• [YOUR OBJECTIVE]: Print the rows verbatim, beginning at the first line and stopping after the line that contains "341 128 L 329", with that line included.

☆ ☆ ☆ ☆ ☆ ☆ ☆

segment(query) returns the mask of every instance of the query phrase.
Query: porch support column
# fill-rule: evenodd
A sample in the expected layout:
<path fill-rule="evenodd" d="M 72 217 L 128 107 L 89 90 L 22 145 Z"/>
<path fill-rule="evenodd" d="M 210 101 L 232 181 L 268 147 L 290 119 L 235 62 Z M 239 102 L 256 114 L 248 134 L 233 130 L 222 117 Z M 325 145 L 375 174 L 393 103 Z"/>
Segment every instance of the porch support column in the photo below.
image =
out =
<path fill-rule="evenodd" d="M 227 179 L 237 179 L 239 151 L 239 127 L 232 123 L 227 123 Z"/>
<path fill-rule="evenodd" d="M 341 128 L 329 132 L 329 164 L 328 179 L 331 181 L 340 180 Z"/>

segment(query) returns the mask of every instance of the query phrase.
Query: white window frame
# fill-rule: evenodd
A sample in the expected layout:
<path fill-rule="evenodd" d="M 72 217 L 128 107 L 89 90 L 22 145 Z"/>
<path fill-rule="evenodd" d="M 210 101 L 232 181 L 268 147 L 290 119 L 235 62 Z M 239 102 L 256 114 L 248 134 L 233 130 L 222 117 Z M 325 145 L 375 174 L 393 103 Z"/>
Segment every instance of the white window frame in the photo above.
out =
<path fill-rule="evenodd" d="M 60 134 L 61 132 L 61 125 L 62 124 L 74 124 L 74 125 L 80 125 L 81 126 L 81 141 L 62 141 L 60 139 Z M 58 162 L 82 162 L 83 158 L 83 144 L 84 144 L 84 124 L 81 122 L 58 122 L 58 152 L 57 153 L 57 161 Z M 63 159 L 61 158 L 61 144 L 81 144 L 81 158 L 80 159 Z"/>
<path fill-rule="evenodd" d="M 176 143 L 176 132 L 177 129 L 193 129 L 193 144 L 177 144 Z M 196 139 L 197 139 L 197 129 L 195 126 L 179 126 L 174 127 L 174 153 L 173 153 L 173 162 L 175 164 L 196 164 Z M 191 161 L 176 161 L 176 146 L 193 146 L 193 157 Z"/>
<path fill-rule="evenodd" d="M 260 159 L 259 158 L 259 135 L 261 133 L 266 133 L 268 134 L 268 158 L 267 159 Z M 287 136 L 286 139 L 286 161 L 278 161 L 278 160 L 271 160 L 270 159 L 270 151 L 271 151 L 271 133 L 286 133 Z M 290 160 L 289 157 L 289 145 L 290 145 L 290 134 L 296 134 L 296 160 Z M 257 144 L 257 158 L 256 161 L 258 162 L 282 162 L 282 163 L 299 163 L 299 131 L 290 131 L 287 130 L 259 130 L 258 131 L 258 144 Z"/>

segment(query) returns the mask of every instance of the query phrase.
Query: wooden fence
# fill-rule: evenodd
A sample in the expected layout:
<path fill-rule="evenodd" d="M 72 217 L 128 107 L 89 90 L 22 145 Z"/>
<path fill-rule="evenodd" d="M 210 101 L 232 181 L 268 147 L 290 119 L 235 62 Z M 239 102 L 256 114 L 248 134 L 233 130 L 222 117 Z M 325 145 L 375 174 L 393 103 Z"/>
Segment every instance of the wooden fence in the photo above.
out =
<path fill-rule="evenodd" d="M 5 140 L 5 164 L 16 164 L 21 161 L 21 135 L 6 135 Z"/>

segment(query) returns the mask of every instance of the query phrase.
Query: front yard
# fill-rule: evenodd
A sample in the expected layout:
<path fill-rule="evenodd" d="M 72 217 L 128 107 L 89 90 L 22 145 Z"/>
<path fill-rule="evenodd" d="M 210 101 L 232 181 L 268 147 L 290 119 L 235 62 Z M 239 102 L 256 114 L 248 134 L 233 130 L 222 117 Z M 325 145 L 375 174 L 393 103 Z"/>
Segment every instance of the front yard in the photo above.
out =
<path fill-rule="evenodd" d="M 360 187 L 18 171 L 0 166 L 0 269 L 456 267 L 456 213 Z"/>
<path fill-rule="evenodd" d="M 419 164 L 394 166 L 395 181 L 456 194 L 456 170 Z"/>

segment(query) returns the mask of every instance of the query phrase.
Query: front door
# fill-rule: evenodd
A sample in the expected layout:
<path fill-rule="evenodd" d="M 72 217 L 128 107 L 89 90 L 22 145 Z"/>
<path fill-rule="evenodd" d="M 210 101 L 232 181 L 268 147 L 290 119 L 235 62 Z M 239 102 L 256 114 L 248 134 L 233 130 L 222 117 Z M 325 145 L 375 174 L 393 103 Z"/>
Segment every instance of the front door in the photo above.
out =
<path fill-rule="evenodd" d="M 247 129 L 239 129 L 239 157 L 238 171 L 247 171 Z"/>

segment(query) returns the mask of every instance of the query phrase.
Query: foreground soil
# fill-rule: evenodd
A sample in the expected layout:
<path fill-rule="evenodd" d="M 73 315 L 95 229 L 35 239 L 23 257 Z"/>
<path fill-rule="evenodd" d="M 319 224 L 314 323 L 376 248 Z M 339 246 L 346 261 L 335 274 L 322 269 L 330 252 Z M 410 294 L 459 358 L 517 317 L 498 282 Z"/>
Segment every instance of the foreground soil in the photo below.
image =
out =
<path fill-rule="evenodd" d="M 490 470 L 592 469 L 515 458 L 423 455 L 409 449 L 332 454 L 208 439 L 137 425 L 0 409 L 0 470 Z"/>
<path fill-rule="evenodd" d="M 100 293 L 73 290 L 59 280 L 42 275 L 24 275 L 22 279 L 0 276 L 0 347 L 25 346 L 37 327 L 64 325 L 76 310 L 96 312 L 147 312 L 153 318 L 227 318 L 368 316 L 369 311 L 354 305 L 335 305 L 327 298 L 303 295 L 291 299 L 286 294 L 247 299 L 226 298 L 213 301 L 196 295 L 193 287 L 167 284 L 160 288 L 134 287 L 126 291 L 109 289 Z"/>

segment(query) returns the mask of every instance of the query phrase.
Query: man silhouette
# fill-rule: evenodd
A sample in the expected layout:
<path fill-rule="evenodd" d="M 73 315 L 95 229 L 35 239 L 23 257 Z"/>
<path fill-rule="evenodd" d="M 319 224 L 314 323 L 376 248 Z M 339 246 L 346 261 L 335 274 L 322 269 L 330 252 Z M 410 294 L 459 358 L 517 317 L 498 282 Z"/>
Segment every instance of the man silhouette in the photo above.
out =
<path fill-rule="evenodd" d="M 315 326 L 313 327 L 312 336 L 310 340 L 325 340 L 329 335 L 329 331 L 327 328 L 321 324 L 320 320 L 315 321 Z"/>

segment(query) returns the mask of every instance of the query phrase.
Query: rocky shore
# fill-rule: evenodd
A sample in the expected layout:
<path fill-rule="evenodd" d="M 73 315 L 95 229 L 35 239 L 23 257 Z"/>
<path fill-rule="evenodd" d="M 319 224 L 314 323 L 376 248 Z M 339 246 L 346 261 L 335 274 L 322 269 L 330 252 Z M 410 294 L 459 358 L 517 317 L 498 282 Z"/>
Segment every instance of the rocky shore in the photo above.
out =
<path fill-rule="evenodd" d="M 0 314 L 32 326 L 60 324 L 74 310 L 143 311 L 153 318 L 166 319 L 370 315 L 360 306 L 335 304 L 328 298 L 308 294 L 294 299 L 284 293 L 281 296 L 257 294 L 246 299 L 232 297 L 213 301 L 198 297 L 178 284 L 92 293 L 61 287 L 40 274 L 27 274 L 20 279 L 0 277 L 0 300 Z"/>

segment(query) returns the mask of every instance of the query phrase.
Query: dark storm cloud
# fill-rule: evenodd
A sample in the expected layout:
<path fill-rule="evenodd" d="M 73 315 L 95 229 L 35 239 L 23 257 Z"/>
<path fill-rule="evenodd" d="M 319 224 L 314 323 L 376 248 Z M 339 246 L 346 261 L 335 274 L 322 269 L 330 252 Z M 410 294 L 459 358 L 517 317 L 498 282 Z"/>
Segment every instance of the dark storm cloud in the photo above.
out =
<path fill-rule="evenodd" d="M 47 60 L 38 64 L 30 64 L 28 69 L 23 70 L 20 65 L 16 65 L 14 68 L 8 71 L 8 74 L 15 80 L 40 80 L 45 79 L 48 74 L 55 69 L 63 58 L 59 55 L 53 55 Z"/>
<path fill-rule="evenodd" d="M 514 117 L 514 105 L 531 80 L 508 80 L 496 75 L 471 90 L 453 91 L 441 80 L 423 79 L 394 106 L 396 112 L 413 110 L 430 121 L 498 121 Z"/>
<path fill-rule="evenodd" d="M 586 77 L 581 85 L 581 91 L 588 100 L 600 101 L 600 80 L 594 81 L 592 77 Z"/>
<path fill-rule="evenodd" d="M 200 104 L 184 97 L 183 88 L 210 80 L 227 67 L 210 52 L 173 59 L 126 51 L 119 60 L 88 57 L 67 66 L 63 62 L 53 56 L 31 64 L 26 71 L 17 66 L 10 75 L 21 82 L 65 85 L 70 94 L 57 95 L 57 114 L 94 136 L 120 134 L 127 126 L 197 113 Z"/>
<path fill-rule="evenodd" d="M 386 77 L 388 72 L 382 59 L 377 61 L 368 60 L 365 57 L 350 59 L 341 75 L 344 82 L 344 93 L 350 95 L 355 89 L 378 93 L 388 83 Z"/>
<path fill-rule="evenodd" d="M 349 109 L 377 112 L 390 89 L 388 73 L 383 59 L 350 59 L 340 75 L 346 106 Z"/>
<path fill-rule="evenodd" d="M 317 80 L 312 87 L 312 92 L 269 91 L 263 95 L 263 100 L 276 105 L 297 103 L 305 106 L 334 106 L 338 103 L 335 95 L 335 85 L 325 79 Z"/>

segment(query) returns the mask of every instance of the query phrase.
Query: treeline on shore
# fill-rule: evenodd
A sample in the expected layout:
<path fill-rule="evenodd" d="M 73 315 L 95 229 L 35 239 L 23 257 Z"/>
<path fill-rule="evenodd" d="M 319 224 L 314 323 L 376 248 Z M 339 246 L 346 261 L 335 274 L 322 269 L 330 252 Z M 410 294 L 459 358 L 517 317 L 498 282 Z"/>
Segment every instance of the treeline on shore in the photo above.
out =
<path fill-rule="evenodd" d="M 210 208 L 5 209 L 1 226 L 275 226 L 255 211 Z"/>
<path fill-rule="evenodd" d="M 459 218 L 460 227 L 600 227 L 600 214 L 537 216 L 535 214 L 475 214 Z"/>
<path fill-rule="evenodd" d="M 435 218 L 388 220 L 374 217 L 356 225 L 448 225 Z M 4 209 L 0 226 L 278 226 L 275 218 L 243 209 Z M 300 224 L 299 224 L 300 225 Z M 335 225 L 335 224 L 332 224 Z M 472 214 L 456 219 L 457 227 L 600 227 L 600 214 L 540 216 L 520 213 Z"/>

☆ ☆ ☆ ☆ ☆ ☆ ☆

• [RESULT FOR THIS EXERCISE]:
segment(query) returns the mask of every instance of the query phrase.
Query: porch support column
# fill-rule: evenodd
A sample in the expected layout:
<path fill-rule="evenodd" d="M 72 217 L 128 107 L 89 90 L 22 145 Z"/>
<path fill-rule="evenodd" d="M 210 101 L 232 181 L 268 147 L 290 119 L 235 62 Z M 239 102 L 256 114 L 248 134 L 233 130 L 222 117 Z M 325 145 L 375 174 L 393 103 Z"/>
Segment every instance of the porch support column in the photo below.
image =
out =
<path fill-rule="evenodd" d="M 227 179 L 237 179 L 239 151 L 239 127 L 232 123 L 227 123 Z"/>
<path fill-rule="evenodd" d="M 341 128 L 329 132 L 329 164 L 328 179 L 331 181 L 340 180 Z"/>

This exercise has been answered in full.